Fast-forward to today, the story is completely different. Matt and I sit down every month and do our budget. It's something we rather enjoy because we tell our money where to go and it's a liberating thing. His frustration and disappointment is gone. And my feelings of guilt are gone as well. All of our expenses are planned now.

We're scheduled to talk at a marriage class at our church next Monday, so Matt and I have been talking about our past emotions and experiences and where we are now. How can we better help others that were in the same or similar situation in their marriage? How can they avoid the pitfalls of debt that we have climbed out of?

In the process of preparing for our talk, I came across an article on The News Leader called Financial Partners: 10 helpful tips on avoiding money problems in your new marriage. I started reading it because the 10 tips actually came from Dave Ramsey and I love the guy for what he is doing for people. A lot of the tips were helpful but didn't go into much detail. Probably to keep her article within her requirements, and partly because she hasn't followed Dave so she's not aware of the nuances within his principles.

So, here are the 10 tips to help you avoid money problems in your new marriage, or not new for that matter:

1. 100% Disclosure.
"You must tell your spouse everything about your debt, income, financial strengths and weaknesses," Ramsey said. "No secrets allowed." This is not poker. You've got to lay all your cards out on the table or you will lose.

2. Joint Agreement.
"Be in agreement on major money issues, like debt, savings and budgeting," Ramsey said. You are a team and can't win unless you have a common goal.

3. Practice Makes Perfect.
"Pretend like you're married on paper so you can get some of the money fights out of the way," he suggested. Make a practice budget.

4. Zero Down Payment.
Don't pay bills for people you're not married to.
"This causes undue strain on the relationship before you're married," Ramsey said.

5. American Dream On Hold.
Wait at least a year before you buy a house. "
..you don't know each other well enough when you're first starting out. Give yourselves a year to find your financial equilibrium and come to a point where financially you're functioning as one."

6. Share and Share Alike.

**GIVEN DATA**
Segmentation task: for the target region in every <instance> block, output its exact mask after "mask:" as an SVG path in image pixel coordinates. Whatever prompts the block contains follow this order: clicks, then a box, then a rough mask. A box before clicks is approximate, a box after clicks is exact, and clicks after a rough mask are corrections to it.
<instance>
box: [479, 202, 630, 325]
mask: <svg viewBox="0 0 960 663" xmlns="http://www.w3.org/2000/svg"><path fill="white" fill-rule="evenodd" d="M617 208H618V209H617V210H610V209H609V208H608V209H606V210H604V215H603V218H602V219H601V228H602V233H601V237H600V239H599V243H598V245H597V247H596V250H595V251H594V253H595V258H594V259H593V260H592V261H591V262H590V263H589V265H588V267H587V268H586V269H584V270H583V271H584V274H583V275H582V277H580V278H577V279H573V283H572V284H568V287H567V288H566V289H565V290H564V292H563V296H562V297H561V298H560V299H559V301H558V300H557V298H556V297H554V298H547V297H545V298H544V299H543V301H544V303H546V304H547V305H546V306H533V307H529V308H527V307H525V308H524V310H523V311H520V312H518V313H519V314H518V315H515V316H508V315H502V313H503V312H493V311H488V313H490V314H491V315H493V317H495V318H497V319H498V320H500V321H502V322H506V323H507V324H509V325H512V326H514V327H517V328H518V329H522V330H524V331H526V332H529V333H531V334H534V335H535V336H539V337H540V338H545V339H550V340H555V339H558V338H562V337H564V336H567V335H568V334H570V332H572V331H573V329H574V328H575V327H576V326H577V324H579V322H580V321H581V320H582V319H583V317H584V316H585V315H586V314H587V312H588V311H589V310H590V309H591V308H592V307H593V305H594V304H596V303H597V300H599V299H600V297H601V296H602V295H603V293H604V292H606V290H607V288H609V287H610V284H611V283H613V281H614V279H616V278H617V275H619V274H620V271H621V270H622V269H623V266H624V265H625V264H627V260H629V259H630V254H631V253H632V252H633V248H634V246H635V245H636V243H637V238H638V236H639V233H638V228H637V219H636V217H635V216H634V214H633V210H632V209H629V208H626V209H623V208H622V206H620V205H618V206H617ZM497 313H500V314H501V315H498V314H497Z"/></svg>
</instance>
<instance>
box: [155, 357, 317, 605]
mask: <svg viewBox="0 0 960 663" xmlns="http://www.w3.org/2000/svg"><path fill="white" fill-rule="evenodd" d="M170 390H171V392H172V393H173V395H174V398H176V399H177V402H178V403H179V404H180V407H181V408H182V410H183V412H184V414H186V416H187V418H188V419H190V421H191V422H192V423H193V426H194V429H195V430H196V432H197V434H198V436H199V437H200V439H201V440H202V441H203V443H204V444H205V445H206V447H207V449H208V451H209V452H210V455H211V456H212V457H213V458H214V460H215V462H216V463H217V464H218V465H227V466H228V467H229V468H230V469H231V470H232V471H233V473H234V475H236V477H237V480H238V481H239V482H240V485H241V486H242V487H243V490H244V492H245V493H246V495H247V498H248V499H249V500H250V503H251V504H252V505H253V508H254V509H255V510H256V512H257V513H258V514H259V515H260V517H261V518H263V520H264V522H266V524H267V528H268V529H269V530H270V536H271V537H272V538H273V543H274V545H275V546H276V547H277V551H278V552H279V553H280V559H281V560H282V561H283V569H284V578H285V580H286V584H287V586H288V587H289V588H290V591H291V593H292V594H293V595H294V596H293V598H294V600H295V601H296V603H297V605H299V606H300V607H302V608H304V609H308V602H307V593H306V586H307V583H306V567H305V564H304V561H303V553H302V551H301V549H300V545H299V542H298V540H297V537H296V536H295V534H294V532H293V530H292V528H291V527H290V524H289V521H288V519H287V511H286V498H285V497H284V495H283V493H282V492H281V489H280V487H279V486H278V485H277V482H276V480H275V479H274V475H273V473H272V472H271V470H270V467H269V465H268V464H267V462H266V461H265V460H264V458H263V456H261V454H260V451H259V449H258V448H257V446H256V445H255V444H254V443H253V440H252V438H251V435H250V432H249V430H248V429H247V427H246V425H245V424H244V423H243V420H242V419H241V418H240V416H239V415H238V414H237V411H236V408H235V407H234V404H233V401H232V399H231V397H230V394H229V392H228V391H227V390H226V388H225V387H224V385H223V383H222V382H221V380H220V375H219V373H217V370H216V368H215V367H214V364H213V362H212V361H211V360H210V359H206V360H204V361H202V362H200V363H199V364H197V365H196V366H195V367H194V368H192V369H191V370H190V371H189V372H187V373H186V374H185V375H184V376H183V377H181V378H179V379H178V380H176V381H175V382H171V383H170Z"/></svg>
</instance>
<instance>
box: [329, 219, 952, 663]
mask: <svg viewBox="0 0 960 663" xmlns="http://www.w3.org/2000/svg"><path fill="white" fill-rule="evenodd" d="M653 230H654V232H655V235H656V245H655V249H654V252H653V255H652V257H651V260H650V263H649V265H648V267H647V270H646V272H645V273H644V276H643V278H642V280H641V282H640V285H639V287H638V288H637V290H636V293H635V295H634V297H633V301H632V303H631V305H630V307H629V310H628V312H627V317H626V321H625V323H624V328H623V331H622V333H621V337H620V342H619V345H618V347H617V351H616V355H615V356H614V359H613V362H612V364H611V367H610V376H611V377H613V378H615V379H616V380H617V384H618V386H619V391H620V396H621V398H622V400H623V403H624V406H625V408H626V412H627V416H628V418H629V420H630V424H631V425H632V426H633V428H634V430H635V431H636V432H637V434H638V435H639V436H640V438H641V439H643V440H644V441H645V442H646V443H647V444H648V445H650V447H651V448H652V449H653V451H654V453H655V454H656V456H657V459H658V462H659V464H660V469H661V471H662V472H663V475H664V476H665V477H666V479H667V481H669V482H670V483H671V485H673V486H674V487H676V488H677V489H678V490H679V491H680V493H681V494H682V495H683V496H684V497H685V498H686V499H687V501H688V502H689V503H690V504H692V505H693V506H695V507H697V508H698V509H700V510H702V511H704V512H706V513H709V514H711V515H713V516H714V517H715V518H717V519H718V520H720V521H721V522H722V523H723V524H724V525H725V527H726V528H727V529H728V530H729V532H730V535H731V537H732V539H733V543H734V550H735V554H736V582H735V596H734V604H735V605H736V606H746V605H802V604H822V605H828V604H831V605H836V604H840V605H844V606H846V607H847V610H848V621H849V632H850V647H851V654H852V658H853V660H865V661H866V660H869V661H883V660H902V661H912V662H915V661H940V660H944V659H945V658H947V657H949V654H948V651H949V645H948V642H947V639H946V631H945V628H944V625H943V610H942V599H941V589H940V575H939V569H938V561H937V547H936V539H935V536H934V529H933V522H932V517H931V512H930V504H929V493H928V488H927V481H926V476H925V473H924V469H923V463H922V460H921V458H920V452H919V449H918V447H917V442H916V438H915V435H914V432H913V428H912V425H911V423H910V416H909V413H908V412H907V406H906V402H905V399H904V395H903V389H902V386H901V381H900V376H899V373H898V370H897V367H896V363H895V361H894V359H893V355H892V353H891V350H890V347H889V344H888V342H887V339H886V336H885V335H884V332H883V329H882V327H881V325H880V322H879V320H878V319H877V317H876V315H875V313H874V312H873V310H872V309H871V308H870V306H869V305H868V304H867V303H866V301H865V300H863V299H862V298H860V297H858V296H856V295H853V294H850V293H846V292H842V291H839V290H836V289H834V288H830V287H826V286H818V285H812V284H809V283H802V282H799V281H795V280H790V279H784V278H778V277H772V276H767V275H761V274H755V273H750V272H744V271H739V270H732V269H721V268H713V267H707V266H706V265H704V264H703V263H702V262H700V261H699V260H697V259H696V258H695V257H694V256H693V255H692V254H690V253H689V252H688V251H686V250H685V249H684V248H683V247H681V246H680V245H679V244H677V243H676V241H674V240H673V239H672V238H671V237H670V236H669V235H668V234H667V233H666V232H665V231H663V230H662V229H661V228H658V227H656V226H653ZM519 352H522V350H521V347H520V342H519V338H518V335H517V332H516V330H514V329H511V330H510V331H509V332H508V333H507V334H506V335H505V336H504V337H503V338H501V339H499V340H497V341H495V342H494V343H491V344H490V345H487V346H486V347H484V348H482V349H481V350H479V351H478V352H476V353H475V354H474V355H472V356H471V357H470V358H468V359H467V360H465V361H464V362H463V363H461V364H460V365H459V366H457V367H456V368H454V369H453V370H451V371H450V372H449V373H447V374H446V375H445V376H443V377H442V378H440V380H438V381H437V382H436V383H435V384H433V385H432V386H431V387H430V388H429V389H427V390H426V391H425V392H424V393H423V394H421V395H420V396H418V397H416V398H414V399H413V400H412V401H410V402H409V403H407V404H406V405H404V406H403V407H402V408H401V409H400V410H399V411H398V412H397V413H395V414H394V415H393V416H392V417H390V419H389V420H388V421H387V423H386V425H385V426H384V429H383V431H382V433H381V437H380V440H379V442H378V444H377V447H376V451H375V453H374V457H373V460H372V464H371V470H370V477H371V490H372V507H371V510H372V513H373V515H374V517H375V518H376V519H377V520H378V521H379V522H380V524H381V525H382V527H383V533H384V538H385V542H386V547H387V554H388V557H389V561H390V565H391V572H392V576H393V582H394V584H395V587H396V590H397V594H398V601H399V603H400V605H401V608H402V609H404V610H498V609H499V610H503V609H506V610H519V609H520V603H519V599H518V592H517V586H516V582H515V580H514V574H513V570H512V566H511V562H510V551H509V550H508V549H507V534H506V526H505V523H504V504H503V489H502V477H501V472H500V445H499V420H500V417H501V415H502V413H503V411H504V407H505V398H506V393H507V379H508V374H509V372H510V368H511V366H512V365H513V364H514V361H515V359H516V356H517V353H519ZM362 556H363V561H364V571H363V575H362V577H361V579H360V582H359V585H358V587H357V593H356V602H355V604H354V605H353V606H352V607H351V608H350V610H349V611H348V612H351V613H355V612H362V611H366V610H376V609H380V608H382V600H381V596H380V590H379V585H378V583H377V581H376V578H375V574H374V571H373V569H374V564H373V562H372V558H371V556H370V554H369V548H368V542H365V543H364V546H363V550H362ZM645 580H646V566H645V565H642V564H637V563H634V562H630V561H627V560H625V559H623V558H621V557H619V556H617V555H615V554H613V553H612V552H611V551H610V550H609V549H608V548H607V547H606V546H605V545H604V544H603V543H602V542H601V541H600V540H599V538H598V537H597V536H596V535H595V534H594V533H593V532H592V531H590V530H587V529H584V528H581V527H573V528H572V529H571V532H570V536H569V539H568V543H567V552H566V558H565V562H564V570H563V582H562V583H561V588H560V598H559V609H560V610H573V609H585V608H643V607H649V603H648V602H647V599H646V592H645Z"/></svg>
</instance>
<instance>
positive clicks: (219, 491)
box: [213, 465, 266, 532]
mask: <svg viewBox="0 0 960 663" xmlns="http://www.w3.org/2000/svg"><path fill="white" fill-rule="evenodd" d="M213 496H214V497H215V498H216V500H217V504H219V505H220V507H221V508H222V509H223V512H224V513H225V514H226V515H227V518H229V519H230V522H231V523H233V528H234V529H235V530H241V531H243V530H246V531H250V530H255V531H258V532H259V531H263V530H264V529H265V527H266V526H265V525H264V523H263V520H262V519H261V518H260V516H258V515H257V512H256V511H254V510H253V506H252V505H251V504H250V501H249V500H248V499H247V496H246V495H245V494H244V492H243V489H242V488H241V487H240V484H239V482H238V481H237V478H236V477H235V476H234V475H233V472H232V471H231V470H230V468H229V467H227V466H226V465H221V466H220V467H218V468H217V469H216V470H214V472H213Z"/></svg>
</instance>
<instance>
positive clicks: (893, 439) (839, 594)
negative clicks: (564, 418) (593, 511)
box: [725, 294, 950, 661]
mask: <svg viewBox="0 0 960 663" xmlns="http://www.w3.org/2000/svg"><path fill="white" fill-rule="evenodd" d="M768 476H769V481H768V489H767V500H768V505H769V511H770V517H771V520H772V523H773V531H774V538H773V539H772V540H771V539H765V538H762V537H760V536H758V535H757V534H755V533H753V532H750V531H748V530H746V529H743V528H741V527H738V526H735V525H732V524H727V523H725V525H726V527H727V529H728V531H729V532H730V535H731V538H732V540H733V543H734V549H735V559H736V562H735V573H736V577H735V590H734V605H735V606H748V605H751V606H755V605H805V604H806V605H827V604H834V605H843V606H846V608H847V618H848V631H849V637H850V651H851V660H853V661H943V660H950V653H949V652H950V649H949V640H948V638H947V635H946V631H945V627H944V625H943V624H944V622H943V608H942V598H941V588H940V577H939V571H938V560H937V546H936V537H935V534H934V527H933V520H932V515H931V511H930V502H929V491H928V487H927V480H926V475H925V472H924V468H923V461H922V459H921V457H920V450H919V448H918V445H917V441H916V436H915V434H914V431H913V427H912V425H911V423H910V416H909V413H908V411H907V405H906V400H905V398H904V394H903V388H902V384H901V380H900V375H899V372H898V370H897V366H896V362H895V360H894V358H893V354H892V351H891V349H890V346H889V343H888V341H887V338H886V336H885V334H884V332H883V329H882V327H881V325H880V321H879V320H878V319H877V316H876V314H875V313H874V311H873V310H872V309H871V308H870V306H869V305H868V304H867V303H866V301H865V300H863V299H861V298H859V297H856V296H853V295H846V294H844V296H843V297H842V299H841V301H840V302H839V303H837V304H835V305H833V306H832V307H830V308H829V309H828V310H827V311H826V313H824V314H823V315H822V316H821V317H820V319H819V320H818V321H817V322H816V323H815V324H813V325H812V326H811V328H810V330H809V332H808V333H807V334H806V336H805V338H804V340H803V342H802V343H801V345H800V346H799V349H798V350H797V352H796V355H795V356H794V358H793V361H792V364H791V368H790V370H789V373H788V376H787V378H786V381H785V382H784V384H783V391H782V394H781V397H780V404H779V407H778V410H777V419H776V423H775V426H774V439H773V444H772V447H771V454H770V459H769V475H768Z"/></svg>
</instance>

**WORK INSTRUCTIONS**
Copy verbatim the section of the post on marriage and money that opens with "2. Joint Agreement." and closes with "a common goal.". The lines have no connection to the post on marriage and money.

**REPLY**
2. Joint Agreement.
"Be in agreement on major money issues, like debt, savings and budgeting," Ramsey said. You are a team and can't win unless you have a common goal.